== Text segment

IPos-class {IRanges}R Documentation

Memory-efficient representation of integer positions

Description

The IPos class is a container for storing a set of integer positions where most of the positions are typically (but not necessarily) adjacent. Because integer positions can be seen as integer ranges of width 1, the IPos class extends the Ranges virtual class. Note that even though an IRanges object can be used for storing integer positions, using an IPos object will be much more memory-efficient, especially when the object contains long runs of adjacent positions in ascending order.

Usage

IPos(pos_runs)  # constructor function

Arguments

pos_runs

An IRanges object (or any other Ranges derivative) where each range is interpreted as a run of adjacent ascending positions. If pos_runs is not a Ranges derivative, IPos() first tries to coerce it to one with as(pos_runs, "Ranges", strict=FALSE).

Value

An IPos object.

Accessors

Getters

IPos objects support the same set of getters as other Ranges derivatives (i.e. start(), end(), mcols(), etc...), plus the pos() getter which is equivalent to start() or end(). See ?Ranges for the list of getters supported by Ranges derivatives.

IMPORTANT NOTE: An IPos object cannot hold names i.e. names() always returns NULL on it.

Setters

IPos objects support the mcols() and metadata() setters only.

Coercion

From Ranges to IPos: A Ranges derivative x in which all the ranges have a width of 1 can be coerced to an IPos object with as(x, "IPos"). The names on x are not propagated (a warning is issued if x has names on it).

From IPos to IRanges: An IPos object x can be coerced to an IRanges object with as(x, "IRanges"). However be aware that the resulting object can use thousands times (or more) memory than x! See "MEMORY USAGE" in the Examples section below.

From IPos to ordinary R objects: Like with any other Ranges derivative, as.character(), as.factor(), and as.data.frame() work on an IPos object x. Note however that as.data.frame(x) returns a data frame with a pos column (containing pos(x)) instead of the start, end, and width columns that one gets with other Ranges derivatives.

Subsetting

An IPos object can be subsetted exactly like an IRanges object.

Combining

IPos objects can be combined (a.k.a. appended) with c() or append().

Splitting and Relisting

Like with an IRanges object, split() and relist() work on an IPos object.

Note

Like for any Vector derivative, the length of an IPos object cannot exceed .Machine$integer.max (i.e. 2^31 on most platforms). IPos() will return an error if pos_runs contains too many integer positions.

Author(s)

====
== Given material

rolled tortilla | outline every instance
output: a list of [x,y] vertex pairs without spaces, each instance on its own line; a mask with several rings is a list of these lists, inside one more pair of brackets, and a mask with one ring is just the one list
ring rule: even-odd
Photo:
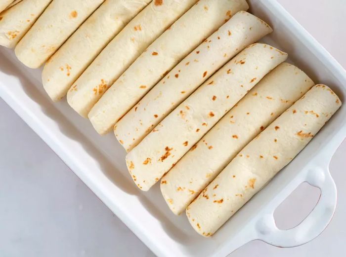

====

*Required actions*.
(A) In the IPos documentation, why does the IPos class extend the Ranges virtual class? Answer in one to three sentences.
(B) Reproduce verbatim the part of the IPos documentation that opens with the words containing "IPos objects support the mcols()" and closes with "names on it).".
(C) Write the next part of the IPos documentation, picking up after its last line.

*Task-by-task outputs*.
(A) Integer positions can be seen as integer ranges of width 1, so the IPos class extends the Ranges virtual class.

(B)
IPos objects support the mcols() and metadata() setters only.

Coercion

From Ranges to IPos: A Ranges derivative x in which all the ranges have a width of 1 can be coerced to an IPos object with as(x, "IPos"). The names on x are not propagated (a warning is issued if x has names on it).

(C)
Hervé Pagès; based on ideas borrowed from Georg Stricker georg.stricker@in.tum.de and Julien Gagneur gagneur@in.tum.de

See Also

Examples

## ---------------------------------------------------------------------
## BASIC EXAMPLES
## ---------------------------------------------------------------------

## Example 1:
ipos1 <- IPos(c("44-53", "5-10", "2-5"))
ipos1

length(ipos1)
pos(ipos1)  # same as 'start(ipos1)' and 'end(ipos1)'
as.character(ipos1)
as.data.frame(ipos1)
as(ipos1, "IRanges")
as.data.frame(as(ipos1, "IRanges"))
ipos1[9:17]

## Example 2:
pos_runs <- IRanges(c(1, 6, 12, 17), c(5, 10, 16, 20))
ipos2 <- IPos(pos_runs)
ipos2

## Example 3:
ipos3A <- ipos3B <- IPos(c("1-15000", "15400-88700"))
npos <- length(ipos3A)

mcols(ipos3A)$sample <- Rle("sA")
sA_counts <- sample(10, npos, replace=TRUE)
mcols(ipos3A)$counts <- sA_counts

mcols(ipos3B)$sample <- Rle("sB")
sB_counts <- sample(10, npos, replace=TRUE)
mcols(ipos3B)$counts <- sB_counts

ipos3 <- c(ipos3A, ipos3B)
ipos3

## ---------------------------------------------------------------------
## MEMORY USAGE
## ---------------------------------------------------------------------

## Coercion to IRanges works...
ipos4 <- IPos(c("1-125000", "135000-575000"))
ir4 <- as(ipos4, "IRanges")
ir4
## ... but is generally not a good idea:
object.size(ipos4)
object.size(ir4)  # 1739 times bigger than the IPos object!

## Shuffling the order of the positions impacts memory usage:
ipos4s <- sample(ipos4)
object.size(ipos4s)

## AN IMPORTANT NOTE: In the worst situations, IPos still performs as
## good as an IRanges object.
object.size(as(ipos4s, "IRanges"))  # same size as 'ipos4s'

## Best case scenario is when the object is strictly sorted (i.e.
## positions are in strict ascending order).
## This can be checked with:
is.unsorted(ipos4, strict=TRUE)  # 'ipos4' is strictly sorted

## ---------------------------------------------------------------------
## USING MEMORY-EFFICIENT METADATA COLUMNS
## ---------------------------------------------------------------------
## In order to keep memory usage as low as possible, it is recommended
## to use a memory-efficient representation of the metadata columns that
## we want to set on the object. Rle's are particularly well suited for
## this, especially if the metadata columns contain long runs of
## identical values. This is the case for example if we want to use an
## IPos object to represent the coverage of sequencing reads along a
## chromosome.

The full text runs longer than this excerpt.